*Instruction*
Print, exactly and completely, every entry in the data.

(Coordinate annotation records)
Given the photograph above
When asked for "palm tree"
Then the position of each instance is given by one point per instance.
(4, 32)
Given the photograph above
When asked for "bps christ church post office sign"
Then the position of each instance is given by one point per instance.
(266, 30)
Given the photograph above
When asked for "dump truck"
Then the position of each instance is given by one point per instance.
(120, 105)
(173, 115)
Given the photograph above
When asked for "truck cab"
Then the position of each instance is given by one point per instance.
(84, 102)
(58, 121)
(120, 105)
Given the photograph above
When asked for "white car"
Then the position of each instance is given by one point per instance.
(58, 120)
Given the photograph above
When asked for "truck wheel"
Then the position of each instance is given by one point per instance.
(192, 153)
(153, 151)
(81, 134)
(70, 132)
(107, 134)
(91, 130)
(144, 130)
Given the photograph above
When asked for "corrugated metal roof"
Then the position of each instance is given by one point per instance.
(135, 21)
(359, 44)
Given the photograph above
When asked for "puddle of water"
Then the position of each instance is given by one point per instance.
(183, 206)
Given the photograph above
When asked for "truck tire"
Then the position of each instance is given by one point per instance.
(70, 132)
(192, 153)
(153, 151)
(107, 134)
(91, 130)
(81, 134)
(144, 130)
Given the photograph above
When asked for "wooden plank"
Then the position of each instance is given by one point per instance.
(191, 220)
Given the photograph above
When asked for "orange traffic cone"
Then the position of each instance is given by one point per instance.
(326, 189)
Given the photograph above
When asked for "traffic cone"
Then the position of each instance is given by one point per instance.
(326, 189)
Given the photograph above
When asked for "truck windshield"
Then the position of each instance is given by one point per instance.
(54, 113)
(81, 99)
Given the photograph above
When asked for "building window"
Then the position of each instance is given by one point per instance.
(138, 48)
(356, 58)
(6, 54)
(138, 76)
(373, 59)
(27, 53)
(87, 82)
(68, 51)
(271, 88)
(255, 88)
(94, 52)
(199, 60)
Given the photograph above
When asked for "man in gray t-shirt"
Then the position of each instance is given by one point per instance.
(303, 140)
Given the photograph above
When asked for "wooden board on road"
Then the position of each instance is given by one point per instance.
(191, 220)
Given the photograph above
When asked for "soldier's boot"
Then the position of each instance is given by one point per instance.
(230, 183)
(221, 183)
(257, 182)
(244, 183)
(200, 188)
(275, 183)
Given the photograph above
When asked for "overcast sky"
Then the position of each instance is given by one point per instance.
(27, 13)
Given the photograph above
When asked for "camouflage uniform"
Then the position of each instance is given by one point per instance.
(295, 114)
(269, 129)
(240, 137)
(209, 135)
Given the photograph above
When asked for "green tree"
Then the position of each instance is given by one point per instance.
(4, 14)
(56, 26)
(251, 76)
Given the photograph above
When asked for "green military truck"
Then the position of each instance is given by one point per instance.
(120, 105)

*Output for this task*
Given the photograph above
When asked for "palm tree"
Then the position of each instance is given by one point per instance.
(4, 32)
Given the photograph above
When asked for "bps christ church post office sign"
Then the position of each instance is given by one point per instance.
(266, 30)
Given the photograph above
When asked for "dump truck"
Then the position of each instance is given by one point per instance.
(120, 105)
(173, 115)
Given the photograph above
When asked for "truck cab"
Then the position of each instance is given by one point per instance.
(84, 102)
(58, 121)
(120, 105)
Given the photograph above
When asked for "white car"
Then the position of each instance is given by one point per instance.
(58, 120)
Given the photograph above
When asked for "truck wheel"
Then the position of each instance is given by one point per instance.
(192, 153)
(153, 151)
(81, 134)
(70, 132)
(107, 134)
(91, 130)
(144, 130)
Given the photograph above
When asked for "corrugated metal roof"
Then the position of each instance is given by one point per instance.
(135, 21)
(359, 44)
Given the photograph above
When asked for "puddle of water"
Then the position of each instance is given by one point per instance.
(183, 206)
Given the photograph above
When asked for "truck tire"
Then the position of each instance is given by one point per instance.
(70, 132)
(192, 153)
(153, 151)
(107, 134)
(91, 130)
(81, 134)
(144, 130)
Given the photograph above
When asked for "wooden plank"
Then the position of each instance is given by one point per instance.
(191, 220)
Given the photograph above
When asked for "orange traffic cone"
Then the position of each instance is given by one point per instance.
(326, 189)
Given the photograph above
When asked for "traffic cone"
Then the position of each instance is given by one point per instance.
(326, 189)
Given the photograph above
When asked for "truck windshield"
Then the position of each instance is given by one point per instance.
(54, 113)
(81, 99)
Given the photograph above
When asked for "building window"
Then the position of each instance is given by one point per instance.
(138, 48)
(356, 58)
(6, 54)
(138, 76)
(373, 59)
(27, 53)
(87, 82)
(68, 51)
(271, 88)
(255, 88)
(94, 52)
(199, 60)
Given the photograph above
When asked for "man in gray t-shirt"
Then the position of each instance is given by one point per instance.
(303, 140)
Given the photograph above
When asked for "wooden board on road"
Then the position of each instance is given by one point per instance.
(191, 220)
Given the photograph above
When asked for "soldier's boot"
Then the position of each instance is given by one point per instance.
(230, 183)
(221, 183)
(257, 182)
(244, 183)
(200, 188)
(275, 183)
Given the photograph above
When asked for "overcast sky"
Then the position of each instance is given by one point per instance.
(27, 13)
Given the photograph above
When asked for "camouflage uniform"
Then the position of each instance is given by one point per instance.
(295, 114)
(269, 129)
(240, 137)
(209, 135)
Given the photograph above
When asked for "green tree"
Then the position of each instance is given by one point per instance.
(4, 14)
(56, 26)
(251, 76)
Given the photograph above
When asked for "green military truck"
Then the position of each instance is given by one point per instance.
(120, 105)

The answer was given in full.